— START RECORDS —

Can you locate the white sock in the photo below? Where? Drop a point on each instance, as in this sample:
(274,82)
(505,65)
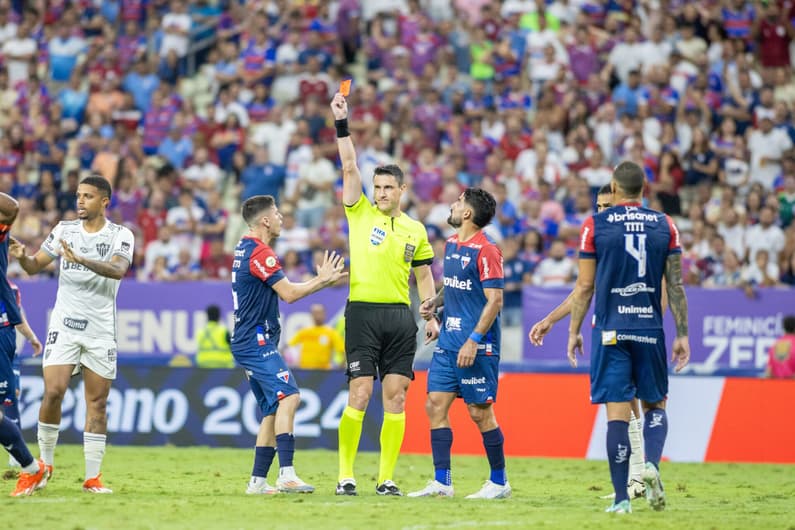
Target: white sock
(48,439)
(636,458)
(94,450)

— END RECORDS —
— START RECORDS —

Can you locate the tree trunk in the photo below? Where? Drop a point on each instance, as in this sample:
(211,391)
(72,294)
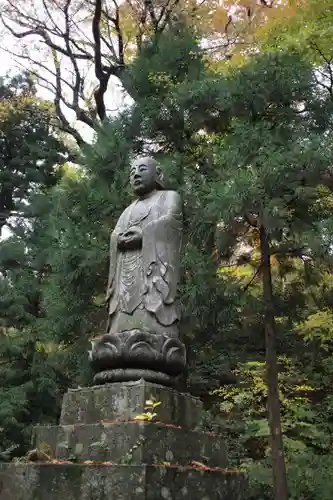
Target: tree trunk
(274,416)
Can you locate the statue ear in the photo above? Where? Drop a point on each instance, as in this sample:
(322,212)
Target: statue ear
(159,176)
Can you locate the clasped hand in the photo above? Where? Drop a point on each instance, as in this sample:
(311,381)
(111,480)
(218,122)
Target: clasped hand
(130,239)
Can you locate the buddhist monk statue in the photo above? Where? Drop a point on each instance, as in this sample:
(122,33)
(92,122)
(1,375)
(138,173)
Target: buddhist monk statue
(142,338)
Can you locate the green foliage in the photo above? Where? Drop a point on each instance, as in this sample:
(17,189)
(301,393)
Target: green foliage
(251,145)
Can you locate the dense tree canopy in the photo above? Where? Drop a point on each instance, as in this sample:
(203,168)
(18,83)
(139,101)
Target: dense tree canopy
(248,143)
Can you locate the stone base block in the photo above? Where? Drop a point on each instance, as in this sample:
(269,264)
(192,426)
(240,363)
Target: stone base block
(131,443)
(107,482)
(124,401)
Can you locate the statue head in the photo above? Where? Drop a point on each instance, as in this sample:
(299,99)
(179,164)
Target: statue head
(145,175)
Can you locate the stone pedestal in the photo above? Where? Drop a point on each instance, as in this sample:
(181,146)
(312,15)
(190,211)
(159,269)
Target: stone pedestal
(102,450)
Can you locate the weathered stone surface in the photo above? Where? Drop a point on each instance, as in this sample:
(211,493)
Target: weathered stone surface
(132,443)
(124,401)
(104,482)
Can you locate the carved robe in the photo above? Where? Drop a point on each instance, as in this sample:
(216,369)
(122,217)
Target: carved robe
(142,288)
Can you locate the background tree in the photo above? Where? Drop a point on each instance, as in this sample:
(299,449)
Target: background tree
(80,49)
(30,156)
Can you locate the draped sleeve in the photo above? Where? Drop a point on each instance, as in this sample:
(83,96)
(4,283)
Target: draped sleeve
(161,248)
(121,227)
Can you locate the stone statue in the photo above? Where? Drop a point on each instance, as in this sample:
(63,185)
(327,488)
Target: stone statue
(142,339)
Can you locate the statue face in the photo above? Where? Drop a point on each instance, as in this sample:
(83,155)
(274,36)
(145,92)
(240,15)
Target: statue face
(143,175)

— END RECORDS —

● STATED TASK
Extract every line of the records that contains the string "monk", matching case exactly.

● EXERCISE SOLUTION
Can you locate the buddhist monk statue in the photo above? Where? Drop a point on each instance, as in this sample:
Target: buddhist monk statue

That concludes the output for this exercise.